Point-per-instance localization data

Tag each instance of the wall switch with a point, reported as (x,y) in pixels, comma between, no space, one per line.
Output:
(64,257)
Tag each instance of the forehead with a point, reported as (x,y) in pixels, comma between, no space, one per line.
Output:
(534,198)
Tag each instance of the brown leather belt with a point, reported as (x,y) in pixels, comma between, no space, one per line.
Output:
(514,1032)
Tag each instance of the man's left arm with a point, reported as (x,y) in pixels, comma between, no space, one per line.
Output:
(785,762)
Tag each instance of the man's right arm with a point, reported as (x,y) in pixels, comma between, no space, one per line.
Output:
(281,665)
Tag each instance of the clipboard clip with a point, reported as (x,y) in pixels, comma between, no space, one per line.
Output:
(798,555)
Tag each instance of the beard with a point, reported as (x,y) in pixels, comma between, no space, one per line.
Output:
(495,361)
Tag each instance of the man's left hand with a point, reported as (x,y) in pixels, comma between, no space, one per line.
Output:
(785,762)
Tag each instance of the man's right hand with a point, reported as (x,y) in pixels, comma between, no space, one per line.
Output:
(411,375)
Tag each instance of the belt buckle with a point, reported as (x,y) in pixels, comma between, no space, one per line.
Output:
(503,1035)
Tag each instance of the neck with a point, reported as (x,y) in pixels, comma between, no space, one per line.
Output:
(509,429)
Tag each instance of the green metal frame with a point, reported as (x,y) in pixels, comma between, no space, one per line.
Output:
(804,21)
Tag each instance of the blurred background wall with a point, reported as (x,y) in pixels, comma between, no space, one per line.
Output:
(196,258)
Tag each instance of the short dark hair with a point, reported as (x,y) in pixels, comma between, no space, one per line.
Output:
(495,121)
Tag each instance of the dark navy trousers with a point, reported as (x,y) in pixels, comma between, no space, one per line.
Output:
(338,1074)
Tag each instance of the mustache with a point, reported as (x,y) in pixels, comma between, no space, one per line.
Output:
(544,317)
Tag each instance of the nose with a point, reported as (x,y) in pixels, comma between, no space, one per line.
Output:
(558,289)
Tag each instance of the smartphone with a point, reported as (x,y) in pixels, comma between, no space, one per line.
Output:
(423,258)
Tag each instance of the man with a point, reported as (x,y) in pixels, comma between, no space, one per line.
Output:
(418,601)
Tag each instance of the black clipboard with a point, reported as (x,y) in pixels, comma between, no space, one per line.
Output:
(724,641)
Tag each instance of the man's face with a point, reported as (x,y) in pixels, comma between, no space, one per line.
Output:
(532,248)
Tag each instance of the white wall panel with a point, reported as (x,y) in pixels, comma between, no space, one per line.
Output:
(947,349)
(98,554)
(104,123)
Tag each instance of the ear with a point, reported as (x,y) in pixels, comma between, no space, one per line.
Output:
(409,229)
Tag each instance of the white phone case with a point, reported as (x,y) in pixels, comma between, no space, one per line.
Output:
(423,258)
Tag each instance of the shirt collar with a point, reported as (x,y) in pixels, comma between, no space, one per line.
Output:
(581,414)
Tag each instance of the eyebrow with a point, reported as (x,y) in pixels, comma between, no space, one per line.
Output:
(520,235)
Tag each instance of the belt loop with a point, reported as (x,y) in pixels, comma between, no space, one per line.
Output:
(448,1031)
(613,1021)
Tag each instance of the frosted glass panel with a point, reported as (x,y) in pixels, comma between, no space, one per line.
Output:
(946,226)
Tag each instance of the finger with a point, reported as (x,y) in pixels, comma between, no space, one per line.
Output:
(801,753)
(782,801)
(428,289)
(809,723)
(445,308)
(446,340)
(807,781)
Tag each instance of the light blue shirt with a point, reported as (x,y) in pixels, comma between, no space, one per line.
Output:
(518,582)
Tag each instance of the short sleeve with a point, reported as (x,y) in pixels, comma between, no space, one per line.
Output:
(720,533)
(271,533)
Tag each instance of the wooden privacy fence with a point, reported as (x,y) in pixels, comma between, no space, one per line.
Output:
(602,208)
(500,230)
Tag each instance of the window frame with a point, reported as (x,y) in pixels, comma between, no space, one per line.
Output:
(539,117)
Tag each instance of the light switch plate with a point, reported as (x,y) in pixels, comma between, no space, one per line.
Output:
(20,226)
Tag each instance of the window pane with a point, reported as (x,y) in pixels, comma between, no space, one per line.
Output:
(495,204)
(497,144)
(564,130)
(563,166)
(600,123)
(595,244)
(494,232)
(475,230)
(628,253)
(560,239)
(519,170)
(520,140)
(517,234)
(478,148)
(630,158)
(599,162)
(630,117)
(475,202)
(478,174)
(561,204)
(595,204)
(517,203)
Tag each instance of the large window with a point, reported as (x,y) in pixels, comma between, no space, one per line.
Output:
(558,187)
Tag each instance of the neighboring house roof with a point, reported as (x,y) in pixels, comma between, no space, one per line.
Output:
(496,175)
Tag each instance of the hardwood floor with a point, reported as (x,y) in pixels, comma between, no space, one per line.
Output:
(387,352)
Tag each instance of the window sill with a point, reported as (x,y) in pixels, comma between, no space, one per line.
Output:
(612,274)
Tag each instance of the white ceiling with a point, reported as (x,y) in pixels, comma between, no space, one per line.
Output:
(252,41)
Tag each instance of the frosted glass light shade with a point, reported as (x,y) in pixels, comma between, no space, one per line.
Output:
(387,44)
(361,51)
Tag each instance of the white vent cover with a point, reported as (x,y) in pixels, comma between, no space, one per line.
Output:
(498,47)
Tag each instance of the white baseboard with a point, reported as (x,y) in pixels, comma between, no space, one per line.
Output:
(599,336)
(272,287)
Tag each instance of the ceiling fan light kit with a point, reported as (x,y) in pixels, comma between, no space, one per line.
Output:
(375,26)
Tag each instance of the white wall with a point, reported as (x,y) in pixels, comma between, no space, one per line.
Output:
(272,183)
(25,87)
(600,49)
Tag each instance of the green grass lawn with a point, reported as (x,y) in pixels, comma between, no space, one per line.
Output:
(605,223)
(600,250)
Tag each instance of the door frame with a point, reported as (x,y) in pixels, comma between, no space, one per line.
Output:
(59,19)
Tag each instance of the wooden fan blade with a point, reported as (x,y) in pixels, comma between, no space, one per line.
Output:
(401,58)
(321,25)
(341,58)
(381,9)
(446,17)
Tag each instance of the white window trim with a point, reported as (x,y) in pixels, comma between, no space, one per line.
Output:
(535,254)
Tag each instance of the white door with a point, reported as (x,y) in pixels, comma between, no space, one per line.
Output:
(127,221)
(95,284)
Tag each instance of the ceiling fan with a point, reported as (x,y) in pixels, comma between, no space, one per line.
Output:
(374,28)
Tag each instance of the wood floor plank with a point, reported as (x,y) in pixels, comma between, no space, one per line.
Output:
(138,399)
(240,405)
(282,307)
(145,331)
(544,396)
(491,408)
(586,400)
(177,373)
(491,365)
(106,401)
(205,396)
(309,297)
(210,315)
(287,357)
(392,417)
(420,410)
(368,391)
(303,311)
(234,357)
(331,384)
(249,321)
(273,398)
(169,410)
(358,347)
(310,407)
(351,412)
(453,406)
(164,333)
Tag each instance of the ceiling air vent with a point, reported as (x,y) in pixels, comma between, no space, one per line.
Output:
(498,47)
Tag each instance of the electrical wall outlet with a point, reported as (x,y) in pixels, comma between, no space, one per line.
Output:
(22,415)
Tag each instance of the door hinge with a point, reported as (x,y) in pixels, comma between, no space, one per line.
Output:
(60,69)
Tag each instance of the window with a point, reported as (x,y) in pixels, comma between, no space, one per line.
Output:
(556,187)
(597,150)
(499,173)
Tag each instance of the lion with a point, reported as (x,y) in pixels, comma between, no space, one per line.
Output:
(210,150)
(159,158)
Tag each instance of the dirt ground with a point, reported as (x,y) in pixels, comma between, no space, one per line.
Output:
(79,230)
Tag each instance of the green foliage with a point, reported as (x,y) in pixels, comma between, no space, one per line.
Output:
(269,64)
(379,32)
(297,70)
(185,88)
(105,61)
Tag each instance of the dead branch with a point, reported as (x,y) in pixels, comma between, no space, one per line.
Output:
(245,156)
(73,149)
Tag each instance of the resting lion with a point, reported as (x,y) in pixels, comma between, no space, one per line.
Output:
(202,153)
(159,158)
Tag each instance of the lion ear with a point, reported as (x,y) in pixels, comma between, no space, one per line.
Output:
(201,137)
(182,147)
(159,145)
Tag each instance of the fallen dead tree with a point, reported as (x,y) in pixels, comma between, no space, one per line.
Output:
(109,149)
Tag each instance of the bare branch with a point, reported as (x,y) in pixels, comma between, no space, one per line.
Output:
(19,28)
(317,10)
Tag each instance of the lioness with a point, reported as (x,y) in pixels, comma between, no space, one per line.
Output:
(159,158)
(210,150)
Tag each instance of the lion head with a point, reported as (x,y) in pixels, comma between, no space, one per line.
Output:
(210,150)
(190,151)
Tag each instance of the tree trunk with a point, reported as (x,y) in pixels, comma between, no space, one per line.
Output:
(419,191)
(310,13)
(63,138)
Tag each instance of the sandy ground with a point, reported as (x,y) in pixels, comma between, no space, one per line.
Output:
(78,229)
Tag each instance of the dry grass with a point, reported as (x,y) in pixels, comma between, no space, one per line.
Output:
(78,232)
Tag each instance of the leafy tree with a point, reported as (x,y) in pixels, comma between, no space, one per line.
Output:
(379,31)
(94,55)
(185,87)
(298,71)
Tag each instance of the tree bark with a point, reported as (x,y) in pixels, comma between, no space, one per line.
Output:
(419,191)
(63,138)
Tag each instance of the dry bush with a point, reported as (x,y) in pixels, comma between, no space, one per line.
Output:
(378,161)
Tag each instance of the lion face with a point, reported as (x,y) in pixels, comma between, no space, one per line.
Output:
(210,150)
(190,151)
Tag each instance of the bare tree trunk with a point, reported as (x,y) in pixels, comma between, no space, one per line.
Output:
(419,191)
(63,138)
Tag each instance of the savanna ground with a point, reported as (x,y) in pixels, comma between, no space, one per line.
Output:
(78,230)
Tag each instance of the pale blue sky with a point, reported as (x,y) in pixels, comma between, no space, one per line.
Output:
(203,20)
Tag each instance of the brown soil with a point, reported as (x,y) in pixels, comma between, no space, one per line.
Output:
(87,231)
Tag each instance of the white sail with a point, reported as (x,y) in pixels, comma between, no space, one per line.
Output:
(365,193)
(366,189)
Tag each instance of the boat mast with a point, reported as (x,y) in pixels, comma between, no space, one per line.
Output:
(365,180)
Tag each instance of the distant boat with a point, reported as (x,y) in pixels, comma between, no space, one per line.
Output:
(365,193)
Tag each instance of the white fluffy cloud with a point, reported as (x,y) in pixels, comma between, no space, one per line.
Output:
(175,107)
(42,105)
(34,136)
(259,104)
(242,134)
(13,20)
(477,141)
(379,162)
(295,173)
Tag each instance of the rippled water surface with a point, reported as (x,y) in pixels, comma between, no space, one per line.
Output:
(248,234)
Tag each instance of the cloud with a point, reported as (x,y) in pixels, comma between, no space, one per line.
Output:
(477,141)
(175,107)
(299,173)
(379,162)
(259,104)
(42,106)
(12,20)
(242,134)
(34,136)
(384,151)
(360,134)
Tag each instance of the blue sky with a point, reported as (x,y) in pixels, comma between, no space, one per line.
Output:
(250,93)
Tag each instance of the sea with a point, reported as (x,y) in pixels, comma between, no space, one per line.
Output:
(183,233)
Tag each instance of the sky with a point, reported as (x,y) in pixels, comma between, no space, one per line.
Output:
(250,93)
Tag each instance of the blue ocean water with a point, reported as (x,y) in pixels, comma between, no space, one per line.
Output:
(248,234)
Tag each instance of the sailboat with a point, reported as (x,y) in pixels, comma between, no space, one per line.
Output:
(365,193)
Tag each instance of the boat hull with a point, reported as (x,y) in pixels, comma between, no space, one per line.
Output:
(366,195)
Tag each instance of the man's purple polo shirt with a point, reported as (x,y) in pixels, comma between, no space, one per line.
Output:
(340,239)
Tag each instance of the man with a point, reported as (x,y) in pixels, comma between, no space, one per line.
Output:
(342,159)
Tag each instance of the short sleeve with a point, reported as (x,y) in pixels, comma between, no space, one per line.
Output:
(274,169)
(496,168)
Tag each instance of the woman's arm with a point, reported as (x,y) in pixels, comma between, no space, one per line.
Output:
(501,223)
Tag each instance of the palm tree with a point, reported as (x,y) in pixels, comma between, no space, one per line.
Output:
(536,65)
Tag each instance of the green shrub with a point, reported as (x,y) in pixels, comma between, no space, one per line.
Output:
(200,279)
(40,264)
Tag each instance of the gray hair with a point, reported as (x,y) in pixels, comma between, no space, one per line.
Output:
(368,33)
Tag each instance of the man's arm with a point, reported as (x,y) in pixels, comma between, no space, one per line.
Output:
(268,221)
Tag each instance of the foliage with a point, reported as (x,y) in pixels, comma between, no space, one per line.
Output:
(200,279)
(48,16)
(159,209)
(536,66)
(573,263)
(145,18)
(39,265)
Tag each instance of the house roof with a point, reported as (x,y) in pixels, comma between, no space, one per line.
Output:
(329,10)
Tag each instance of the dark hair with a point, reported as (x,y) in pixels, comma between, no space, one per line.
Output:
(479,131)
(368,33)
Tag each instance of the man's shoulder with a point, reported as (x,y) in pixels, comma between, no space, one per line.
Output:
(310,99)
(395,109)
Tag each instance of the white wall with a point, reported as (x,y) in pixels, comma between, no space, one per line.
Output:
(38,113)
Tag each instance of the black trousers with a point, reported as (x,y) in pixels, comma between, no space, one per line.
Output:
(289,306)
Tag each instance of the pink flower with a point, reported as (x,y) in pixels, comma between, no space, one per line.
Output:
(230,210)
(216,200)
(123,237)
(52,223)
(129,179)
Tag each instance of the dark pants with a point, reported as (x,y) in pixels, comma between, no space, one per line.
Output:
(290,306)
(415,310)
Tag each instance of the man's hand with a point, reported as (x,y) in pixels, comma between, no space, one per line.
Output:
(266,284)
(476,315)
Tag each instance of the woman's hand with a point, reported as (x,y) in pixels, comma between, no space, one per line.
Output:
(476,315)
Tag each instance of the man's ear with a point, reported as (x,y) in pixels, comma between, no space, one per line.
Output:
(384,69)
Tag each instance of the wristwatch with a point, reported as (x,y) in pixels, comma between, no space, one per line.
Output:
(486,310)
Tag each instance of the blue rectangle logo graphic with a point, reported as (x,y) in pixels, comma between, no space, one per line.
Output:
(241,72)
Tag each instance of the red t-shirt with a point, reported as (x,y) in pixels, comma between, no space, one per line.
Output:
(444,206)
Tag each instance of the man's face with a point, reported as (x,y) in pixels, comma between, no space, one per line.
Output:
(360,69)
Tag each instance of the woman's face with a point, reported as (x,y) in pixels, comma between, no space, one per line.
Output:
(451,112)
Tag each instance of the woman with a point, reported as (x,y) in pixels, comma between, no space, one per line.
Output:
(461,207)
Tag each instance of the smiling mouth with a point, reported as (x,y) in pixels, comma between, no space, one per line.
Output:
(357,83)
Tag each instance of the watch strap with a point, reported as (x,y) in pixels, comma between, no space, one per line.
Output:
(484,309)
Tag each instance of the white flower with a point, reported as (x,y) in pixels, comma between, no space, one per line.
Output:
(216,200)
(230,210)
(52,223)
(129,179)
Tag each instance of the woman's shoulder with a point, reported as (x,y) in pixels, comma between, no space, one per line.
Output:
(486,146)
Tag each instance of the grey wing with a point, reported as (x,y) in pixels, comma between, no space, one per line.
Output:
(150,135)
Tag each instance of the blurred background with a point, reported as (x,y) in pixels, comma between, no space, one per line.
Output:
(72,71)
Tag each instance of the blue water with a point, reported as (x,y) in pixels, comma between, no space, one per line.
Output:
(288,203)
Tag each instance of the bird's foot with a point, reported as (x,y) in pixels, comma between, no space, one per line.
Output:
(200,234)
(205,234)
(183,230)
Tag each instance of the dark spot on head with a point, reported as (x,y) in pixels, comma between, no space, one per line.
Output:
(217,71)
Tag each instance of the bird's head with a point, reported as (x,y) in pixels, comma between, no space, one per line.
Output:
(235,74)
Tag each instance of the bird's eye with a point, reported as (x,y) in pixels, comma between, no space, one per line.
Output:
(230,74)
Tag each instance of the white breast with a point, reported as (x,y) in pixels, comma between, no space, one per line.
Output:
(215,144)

### Exercise objective
Where a line of the records above holds the word "belt", copy that line.

### Task response
Tag each instance of the brown leather belt with a point, reported as (x,y) in pixels, comma between, no space, one per line.
Tag each instance of the belt buckle with a point, reported as (x,y) in pixels, comma between, no space, one per line.
Tag each instance of the belt loop with a point, reported as (x,y) in pixels, comma between, no space, one per line.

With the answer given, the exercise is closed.